§ TEKST ŹRÓDŁOWY:
+++

Zmieniłam zakończenie tej historii, bo w oryginale ptak zabija dziecko. W tradycji przekazywania historii mówionych są takie opowieści, które nie powinny być zmieniane, bo opisywane wydarzenia są częścią historii i muszą być przekazywane w określony sposób. Ale są też inne historie, w których opowiadacz może dodać coś od siebie i nadać im własny charakter. Część tekstu, który wykorzystałam podczas występu, pochodzi z książki Wanjiku Mukabi Kabiry „Gĩkũyũ oral literature”. Zaintrygowała mnie ta opowieść, więc postanowiłam stworzyć jej własną wersję. Tutaj chodzi też o poczucie sprawczości w kształtowaniu kierunku, w jakim podąża nasza kultura – dokładamy do niej coś od siebie dla kolejnych pokoleń. Zaczęłam się zastanawiać nad oryginalną wersją tej historii: jeśli zniszczenie jajek zostało potraktowane jako równoznaczne z odebraniem życia dziecku, to co to właściwie znaczy? Czy to oznacza, że postrzegaliśmy te życia jako równe sobie? I co by to zmieniło, gdybyśmy faktycznie zaczęli traktować ptaki jako równe ludziom? Jak zmieniłaby się nasza relacja z miejscem, w którym żyjemy, gdybyśmy naprawdę w ten sposób patrzyli na świat? To pytania, o których dużo myślałam w kontekście tej historii – o równowadze sił, o tym, jak się ona kształtuje. A jeśli chodzi o inne pieśni ludowe, to po prostu od zawsze były w moim życiu, zasłyszane już w dzieciństwie. W pewnym momencie po prostu je poskładałam w całość.

+++

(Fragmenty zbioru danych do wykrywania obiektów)
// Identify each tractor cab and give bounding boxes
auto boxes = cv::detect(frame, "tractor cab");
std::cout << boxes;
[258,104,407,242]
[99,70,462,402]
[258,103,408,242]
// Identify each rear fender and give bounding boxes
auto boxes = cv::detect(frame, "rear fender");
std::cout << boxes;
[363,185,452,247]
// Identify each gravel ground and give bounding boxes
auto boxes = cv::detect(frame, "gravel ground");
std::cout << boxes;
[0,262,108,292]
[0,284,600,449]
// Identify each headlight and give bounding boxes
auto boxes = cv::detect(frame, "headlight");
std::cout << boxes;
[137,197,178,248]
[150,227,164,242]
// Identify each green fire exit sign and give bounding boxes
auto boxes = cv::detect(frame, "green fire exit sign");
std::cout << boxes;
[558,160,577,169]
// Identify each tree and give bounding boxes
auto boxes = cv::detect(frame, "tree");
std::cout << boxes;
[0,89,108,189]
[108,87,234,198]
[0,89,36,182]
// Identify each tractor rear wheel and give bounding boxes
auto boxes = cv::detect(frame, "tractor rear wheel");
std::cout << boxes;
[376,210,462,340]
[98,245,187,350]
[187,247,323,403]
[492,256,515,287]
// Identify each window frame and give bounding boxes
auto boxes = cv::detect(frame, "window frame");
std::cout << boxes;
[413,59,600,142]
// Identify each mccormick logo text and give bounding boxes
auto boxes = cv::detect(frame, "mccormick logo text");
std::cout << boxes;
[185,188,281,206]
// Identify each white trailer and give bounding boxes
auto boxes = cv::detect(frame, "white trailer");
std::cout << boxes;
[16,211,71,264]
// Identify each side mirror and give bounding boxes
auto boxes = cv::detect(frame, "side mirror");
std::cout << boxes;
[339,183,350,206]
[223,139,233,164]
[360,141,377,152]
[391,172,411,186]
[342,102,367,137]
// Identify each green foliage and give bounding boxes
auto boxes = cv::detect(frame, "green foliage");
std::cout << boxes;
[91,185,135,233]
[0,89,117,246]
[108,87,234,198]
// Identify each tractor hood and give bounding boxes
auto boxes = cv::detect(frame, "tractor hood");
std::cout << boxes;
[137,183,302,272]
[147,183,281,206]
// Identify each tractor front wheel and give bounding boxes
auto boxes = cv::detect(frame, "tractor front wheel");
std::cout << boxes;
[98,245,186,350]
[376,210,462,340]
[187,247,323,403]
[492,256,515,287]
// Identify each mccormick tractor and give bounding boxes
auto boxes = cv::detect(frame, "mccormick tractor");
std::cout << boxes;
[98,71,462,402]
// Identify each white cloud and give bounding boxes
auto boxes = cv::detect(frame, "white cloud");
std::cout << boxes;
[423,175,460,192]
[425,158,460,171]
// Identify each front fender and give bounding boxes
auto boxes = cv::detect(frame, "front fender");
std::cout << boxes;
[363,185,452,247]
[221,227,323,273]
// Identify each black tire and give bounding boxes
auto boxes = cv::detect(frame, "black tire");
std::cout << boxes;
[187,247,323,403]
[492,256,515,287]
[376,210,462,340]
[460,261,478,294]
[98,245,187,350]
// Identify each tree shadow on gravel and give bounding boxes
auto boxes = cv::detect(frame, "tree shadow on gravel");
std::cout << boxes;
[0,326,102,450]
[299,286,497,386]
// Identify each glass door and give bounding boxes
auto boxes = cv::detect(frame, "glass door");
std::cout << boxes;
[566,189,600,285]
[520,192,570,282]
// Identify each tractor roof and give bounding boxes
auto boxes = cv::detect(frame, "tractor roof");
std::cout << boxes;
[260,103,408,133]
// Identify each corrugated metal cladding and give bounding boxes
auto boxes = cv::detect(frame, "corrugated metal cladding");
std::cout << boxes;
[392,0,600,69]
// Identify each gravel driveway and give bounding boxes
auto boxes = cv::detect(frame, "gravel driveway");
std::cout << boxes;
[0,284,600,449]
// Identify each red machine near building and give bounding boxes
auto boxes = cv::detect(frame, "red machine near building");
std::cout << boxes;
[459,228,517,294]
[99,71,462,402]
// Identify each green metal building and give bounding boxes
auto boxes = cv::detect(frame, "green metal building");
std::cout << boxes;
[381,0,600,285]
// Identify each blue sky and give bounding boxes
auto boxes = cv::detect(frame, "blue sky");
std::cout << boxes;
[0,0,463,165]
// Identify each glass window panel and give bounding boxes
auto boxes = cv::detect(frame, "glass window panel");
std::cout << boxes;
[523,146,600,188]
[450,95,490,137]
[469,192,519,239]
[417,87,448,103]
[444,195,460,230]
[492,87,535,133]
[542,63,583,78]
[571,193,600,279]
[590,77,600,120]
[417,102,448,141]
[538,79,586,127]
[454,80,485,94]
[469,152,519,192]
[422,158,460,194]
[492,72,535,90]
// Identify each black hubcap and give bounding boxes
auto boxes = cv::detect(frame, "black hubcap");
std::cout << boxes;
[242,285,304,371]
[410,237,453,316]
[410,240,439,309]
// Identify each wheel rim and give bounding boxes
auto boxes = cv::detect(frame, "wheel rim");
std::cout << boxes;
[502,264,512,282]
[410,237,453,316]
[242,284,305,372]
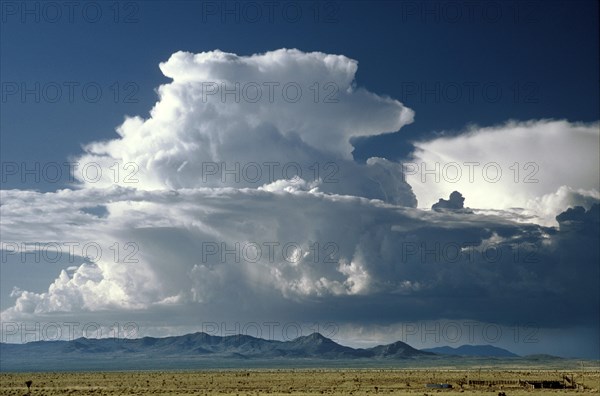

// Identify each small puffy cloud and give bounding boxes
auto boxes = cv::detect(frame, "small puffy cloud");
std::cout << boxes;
[431,191,472,211]
[405,120,600,225]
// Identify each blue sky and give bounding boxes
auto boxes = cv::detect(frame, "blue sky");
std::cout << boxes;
[0,0,600,358]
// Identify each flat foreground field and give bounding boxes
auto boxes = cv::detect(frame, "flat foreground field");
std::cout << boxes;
[0,370,600,396]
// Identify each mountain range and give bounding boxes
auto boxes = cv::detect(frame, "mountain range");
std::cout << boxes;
[0,333,517,372]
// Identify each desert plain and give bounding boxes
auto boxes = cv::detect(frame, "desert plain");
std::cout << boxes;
[0,368,600,396]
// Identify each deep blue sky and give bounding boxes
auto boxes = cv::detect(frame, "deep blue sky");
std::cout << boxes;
[1,0,600,190]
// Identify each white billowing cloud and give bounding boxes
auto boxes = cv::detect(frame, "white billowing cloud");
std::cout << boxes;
[405,120,600,224]
[76,49,416,206]
[0,50,598,350]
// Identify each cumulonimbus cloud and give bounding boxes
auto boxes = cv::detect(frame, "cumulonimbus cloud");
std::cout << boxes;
[1,50,598,348]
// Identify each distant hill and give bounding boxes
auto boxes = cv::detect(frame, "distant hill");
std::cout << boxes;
[421,345,519,357]
[0,333,435,371]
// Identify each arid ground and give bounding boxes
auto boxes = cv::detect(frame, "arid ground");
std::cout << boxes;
[0,369,600,396]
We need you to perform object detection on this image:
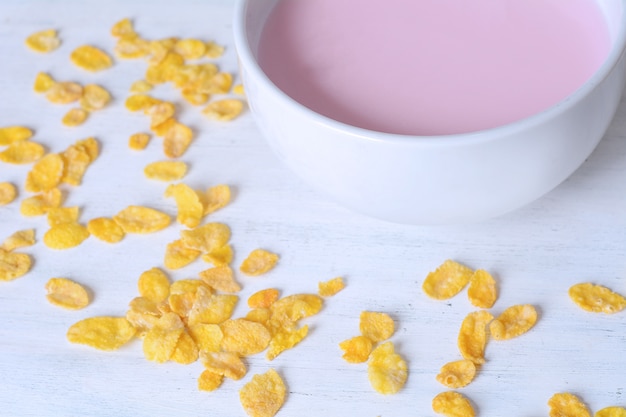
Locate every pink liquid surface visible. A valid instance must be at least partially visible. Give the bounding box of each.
[259,0,610,135]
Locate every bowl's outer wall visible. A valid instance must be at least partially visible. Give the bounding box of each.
[238,0,626,224]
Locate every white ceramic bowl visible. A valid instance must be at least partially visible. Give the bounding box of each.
[234,0,626,224]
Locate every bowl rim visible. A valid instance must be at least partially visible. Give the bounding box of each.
[233,0,626,147]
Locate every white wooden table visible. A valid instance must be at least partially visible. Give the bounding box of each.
[0,0,626,417]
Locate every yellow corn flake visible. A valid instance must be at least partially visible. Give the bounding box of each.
[137,267,170,303]
[593,407,626,417]
[220,319,272,356]
[339,335,374,363]
[0,248,32,281]
[43,223,89,249]
[200,352,248,381]
[67,316,136,350]
[46,81,83,104]
[457,310,493,365]
[359,311,395,343]
[189,323,224,352]
[202,245,234,266]
[48,206,79,227]
[87,217,126,243]
[265,325,309,361]
[174,39,206,59]
[202,98,243,122]
[113,206,171,233]
[45,278,89,310]
[0,140,46,164]
[437,359,476,388]
[143,161,187,182]
[0,182,17,206]
[248,288,280,308]
[0,229,35,252]
[432,391,476,417]
[164,239,200,269]
[20,188,63,217]
[489,304,537,340]
[80,84,111,111]
[198,370,224,391]
[163,122,193,158]
[180,223,230,253]
[130,80,154,93]
[548,392,591,417]
[61,108,89,127]
[367,342,408,394]
[0,126,33,146]
[569,282,626,314]
[199,266,241,293]
[422,260,474,300]
[239,249,278,276]
[239,369,287,417]
[26,29,61,53]
[70,45,113,72]
[317,277,346,297]
[128,133,150,151]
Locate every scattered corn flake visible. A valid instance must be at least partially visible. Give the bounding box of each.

+++

§ POLECENIA:
A: Odpowiedz na pytania do tekstu o zmienionym zakończeniu historii:
(i) Co robi ptak w oryginalnym zakończeniu historii?
(ii) Z jakiej książki pochodzi część tekstu wykorzystanego podczas występu?
(iii) Od kiedy inne pieśni ludowe były obecne w życiu osoby mówiącej?
B: Zbierz z listingu wszystkie wiersze, w których występuje słowo „mountain”.

§ ODPOWIEDZI:
A:
(i) Zabija dziecko.
(ii) Z książki Wanjiku Mukabi Kabiry „Gĩkũyũ oral literature”.
(iii) Od zawsze, bo usłyszała je już w dzieciństwie.

B:
// Identify each mountain range and give bounding boxes
auto boxes = cv::detect(frame, "mountain range");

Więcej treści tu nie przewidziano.